* [Passage]:
# # #

# ECA Transcript Serial Number



## PCJ (Apr 28, 2014)

Hi Experts,

Please advice whether there is gonna be SERIAL number given from WES in the transcript that I have to put in my university sealed envelope because i cant find any?
Also if no serial number then how WES will recognize my document and payment done??
is there any serial number that i will receive after payment that i have to put in the transcript inside envelope?

Please reply 


Thanks,

PCJ


----------



## Steve_SAP (Jun 6, 2013)

PCJ said:


> Hi Experts,
> 
> Please advice whether there is gonna be SERIAL number given from WES in the transcript that I have to put in my university sealed envelope because i cant find any?
> Also if no serial number then how WES will recognize my document and payment done??
> ...


I have this same question in mind, can someone help?


----------



## PCJ (Apr 28, 2014)

Got the ref number after doing the payment procedure.
Currently M in muscat and my friend in mum univ doung the necessary procedures to get attested copies.
The university is refusing to sign attest and include the transcript(provided by wes) inside envelope.
Will it matter if its nt included inside sealed envelope?

Hope to get necessary advice.

Thankyou


----------



## navasakarim (Jan 29, 2014)

PCJ said:


> Got the ref number after doing the payment procedure.
> Currently M in muscat and my friend in mum univ doung the necessary procedures to get attested copies.
> The university is refusing to sign attest and include the transcript(provided by wes) inside envelope.
> Will it matter if its nt included inside sealed envelope?
> ...

# # #

* [Dataset rows]:
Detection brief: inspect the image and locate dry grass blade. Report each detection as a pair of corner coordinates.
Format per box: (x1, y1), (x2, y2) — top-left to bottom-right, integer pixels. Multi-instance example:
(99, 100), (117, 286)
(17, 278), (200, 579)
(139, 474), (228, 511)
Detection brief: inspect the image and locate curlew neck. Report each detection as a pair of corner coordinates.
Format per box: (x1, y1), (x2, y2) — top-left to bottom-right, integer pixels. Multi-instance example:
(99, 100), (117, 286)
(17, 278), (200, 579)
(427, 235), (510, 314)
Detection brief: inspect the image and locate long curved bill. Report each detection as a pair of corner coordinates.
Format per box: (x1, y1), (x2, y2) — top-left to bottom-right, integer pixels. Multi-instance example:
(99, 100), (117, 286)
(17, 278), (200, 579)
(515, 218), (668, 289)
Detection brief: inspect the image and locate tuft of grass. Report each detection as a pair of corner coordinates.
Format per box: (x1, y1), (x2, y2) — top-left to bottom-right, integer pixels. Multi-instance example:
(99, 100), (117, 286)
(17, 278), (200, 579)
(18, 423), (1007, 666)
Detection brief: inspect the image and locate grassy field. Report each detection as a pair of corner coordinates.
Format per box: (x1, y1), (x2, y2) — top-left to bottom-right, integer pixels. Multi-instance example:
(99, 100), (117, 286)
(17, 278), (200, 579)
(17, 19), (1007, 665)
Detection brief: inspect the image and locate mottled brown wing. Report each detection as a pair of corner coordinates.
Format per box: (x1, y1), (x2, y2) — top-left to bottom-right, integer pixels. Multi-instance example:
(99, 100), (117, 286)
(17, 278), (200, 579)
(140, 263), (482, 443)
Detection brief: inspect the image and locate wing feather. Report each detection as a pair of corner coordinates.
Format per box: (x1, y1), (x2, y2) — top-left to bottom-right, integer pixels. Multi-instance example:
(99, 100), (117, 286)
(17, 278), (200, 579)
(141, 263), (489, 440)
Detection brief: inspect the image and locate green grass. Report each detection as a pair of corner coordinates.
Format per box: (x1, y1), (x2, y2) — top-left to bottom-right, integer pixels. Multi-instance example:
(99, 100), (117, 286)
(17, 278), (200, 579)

# # #

* [Description of the task]: Please give the forum thread again, starting at "## Steve_SAP (Jun" and ending at "can someone help?", and swap "sealed envelope" for "closed envelope".

* [Reply]:
## Steve_SAP (Jun 6, 2013)

PCJ said:


> Hi Experts,
> 
> Please advice whether there is gonna be SERIAL number given from WES in the transcript that I have to put in my university closed envelope because i cant find any?
> Also if no serial number then how WES will recognize my document and payment done??
> ...


I have this same question in mind, can someone help?